===== TEXTO PARA ANÁLISE

Publicado 04/01/2023 16:00
O pontificado de Francisco entra em uma nova etapa sem a sombra de seu antecessor Bento XVI, que morreu no último sábado, 31, aos 95 anos, com especulações sobre sua eventual renúncia e críticas a reformas.
Pela primeira vez desde sua eleição ao trono de Pedro em 2013, o argentino Jorge Mario Bergoglio lidera a Igreja Católica e seus 1,3 bilhão de fiéis sem o peso de outro pontífice vivo.
Até agora, a presença do teólogo conservador alemão no Vaticano havia desencadeado questionamentos e alimentado a saga dos "dois papas".
"É o fim de um mal-entendido, de uma época em que Bento XVI poderia ser explorado pelos inimigos de Francisco", comentou à AFP o vaticanista Marco Politi, autor de uma biografia sobre o papa latino-americano.
Apesar da excelente relação pessoal entre os dois, "a presença do alemão Joseph Ratzinger, com sua visão doutrinária conservadora e gabarito intelectual, tornou-se uma fonte de tensão para o pontificado de Francisco, que, ao contrário, tem uma visão mais ampla", aponta.
Tratou-se de uma situação inédita na história, mas não impediu o jesuíta argentino de realizar reformas importantes, incluindo a reorganização da Cúria Romana, o poderoso governo da Santa Sé.

==========
===== DADOS REGISTRADOS

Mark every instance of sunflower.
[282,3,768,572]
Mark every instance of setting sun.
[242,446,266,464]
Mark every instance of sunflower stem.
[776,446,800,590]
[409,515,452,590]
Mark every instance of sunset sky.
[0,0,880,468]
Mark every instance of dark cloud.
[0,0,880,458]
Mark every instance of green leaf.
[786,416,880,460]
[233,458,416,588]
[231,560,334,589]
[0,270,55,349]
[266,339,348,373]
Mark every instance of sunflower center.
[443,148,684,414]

==========
===== DADOS REGISTRADOS

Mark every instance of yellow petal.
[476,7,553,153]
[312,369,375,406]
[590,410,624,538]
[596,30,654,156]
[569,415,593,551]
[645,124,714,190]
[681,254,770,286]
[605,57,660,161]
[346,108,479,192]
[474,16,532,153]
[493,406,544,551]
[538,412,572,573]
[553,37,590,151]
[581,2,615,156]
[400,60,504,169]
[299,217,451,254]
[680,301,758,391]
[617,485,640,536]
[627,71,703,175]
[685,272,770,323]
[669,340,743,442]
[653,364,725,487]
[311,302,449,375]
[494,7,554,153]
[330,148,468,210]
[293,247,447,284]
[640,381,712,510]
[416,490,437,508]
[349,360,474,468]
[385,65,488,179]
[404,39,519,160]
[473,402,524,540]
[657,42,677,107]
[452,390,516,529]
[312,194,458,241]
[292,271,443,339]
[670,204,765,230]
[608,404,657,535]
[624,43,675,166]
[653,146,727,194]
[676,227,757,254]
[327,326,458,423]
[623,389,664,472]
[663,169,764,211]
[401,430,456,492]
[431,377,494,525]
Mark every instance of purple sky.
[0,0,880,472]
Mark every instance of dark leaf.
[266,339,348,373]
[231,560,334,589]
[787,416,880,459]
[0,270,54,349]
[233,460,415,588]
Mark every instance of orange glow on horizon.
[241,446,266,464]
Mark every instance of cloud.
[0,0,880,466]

==========

» ENUNCIADO A:
De acordo com o texto sobre o pontificado de Francisco, com que idade morreu Bento XVI?
» ENUNCIADO B:
Liste todos os nomes próprios de pessoas que aparecem no texto sobre o pontificado de Francisco.
» ENUNCIADO C:
Dê continuidade ao texto sobre o pontificado de Francisco a partir da última frase apresentada.

» RESPOSTA ESCRITA A:
Aos 95 anos.

» RESPOSTA ESCRITA B:
Francisco, Bento XVI, Jorge Mario Bergoglio, Pedro, Marco Politi, Joseph Ratzinger

» RESPOSTA ESCRITA C:
Ele também recuperou o controle de várias organizações católicas, incluindo a influente Opus Dei e a aristocrática Ordem de Malta.
Dotado de uma linguagem direta e incisiva, Francisco, que controla com mão firme o leme da Igreja, poderia decidir outras medidas que desagradam conservadores e tradicionalistas, como aconteceu com a proibição da missa em latim, autorizada justamente por seu antecessor. Além disso, a morte de Bento XVI não põe fim às críticas internas a Francisco.
"A guerra civil dentro da Igreja Católica vai continuar. Há forças que querem que Francisco abdique e que não deixe sua marca no próximo conclave", explica Politi. Estas críticas manifestam-se "em petições públicas ou na internet", sublinha.
"O manifesto sobre a covid, que afirmava que a liberdade da Igreja estava sob ameaça pelas medidas sanitárias, é um exemplo perfeito de como operam as forças conservadoras", diz Politi.
O atual sínodo mundial, uma vasta consulta sobre o governo da Igreja, cuja primeira fase terminará com uma assembleia geral em outubro, permitirá medir as relações internas de poder sobre grandes questões e debates, como o lugar da mulher na Igreja, a gestão da pedofilia e a situação dos divorciados que voltam a casar.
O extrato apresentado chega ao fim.